# Requirement
Below are several records. Retype exactly those lines running from the one with "background tree in the photo above." through the one with "deer head in the photo above.", end lines included, and no others.

# Natural language region descriptions
____________
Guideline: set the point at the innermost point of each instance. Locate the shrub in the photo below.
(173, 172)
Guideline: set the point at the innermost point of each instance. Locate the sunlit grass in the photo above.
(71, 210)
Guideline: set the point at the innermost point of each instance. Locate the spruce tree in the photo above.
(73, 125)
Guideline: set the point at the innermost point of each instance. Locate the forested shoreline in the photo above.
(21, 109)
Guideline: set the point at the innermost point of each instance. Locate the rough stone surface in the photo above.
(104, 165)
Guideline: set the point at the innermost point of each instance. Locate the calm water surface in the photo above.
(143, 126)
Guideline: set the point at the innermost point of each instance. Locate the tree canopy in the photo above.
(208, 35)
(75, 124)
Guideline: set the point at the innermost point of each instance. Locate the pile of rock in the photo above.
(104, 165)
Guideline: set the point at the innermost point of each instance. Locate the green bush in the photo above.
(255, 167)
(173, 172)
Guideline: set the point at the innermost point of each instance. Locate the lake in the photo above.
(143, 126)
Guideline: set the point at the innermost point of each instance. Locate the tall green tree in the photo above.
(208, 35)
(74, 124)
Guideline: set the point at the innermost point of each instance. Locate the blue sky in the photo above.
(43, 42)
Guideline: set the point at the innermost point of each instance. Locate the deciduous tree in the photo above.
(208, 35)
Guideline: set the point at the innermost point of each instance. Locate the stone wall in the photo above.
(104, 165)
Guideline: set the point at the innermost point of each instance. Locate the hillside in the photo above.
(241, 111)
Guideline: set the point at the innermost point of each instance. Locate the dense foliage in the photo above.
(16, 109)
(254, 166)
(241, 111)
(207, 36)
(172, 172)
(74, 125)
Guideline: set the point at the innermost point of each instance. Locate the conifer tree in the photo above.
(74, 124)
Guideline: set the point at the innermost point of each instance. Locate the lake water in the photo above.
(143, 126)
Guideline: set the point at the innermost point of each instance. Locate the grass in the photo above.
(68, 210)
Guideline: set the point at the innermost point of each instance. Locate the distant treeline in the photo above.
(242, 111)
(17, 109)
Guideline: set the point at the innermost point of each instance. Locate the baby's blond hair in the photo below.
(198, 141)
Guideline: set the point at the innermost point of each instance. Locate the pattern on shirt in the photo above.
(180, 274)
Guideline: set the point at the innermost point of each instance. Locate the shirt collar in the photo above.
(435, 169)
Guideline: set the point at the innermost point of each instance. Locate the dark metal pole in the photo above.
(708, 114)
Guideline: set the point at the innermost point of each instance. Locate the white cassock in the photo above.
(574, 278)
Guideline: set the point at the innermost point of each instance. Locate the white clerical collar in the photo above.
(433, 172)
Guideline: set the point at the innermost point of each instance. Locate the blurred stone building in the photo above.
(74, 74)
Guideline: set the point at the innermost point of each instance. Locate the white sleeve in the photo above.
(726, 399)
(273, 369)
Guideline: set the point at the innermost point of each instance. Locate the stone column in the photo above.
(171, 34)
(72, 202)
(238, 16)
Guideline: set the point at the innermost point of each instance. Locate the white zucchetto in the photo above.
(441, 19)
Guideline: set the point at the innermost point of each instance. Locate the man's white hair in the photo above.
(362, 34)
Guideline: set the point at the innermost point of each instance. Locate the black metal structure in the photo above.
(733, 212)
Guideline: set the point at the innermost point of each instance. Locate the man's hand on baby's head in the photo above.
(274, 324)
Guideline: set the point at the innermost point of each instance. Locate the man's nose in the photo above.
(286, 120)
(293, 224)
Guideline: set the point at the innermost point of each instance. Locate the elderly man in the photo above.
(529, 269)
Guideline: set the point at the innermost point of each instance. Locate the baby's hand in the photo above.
____________
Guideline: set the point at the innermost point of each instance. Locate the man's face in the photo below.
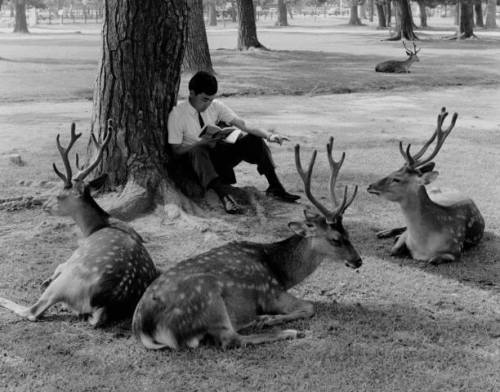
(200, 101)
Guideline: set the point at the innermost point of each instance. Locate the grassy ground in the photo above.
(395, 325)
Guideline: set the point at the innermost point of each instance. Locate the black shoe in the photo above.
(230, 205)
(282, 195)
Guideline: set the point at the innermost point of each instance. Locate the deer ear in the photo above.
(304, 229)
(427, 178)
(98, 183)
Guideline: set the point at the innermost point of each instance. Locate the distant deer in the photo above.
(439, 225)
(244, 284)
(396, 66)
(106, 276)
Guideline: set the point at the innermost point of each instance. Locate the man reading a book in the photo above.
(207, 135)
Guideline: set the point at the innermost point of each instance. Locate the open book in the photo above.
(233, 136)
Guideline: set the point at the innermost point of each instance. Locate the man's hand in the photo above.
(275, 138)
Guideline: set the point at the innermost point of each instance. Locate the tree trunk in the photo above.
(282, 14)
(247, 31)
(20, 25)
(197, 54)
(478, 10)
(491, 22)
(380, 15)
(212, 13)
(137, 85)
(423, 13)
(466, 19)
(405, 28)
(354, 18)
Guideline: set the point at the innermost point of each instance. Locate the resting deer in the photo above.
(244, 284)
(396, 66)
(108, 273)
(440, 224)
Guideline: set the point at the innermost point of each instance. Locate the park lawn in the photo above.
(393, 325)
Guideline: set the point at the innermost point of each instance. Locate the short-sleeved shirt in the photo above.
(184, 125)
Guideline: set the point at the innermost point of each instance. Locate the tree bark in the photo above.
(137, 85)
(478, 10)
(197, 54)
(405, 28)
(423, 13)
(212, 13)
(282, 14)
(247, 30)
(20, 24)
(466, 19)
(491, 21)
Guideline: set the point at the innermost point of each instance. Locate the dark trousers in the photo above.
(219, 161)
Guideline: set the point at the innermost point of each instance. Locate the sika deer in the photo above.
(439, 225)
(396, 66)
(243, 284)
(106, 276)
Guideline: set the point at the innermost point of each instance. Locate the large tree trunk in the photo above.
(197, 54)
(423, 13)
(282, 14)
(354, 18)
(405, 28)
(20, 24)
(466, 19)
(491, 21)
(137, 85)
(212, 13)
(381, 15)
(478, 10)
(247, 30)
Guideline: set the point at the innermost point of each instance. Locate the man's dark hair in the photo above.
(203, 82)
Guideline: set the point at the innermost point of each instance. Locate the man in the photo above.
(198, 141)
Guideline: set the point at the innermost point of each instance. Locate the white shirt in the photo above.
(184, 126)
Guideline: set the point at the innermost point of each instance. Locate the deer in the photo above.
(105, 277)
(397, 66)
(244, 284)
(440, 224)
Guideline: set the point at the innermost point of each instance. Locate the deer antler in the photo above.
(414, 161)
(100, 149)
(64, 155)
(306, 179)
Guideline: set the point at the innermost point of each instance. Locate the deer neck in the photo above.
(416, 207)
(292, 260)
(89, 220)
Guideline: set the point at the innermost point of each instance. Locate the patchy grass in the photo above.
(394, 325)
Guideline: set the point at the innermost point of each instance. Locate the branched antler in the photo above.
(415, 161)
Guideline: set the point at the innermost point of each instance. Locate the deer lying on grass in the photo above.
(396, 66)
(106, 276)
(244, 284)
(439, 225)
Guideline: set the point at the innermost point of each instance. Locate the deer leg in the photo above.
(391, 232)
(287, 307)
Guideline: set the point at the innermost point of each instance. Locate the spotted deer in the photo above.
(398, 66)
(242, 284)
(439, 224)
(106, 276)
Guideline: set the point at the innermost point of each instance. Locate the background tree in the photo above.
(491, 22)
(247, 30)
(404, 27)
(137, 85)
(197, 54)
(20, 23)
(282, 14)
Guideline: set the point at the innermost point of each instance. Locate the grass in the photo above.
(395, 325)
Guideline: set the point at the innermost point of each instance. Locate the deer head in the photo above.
____________
# Response
Guideline: set the point at the innermost point of each instance. Locate the background tree in the photo above.
(491, 22)
(247, 30)
(404, 27)
(137, 85)
(197, 54)
(20, 23)
(282, 14)
Guideline: set the point at the innermost point of each instance. Locate the grass in the photo above.
(395, 325)
Guideline: set the point at the innermost point of each instance. Locate the deer head in the photo above.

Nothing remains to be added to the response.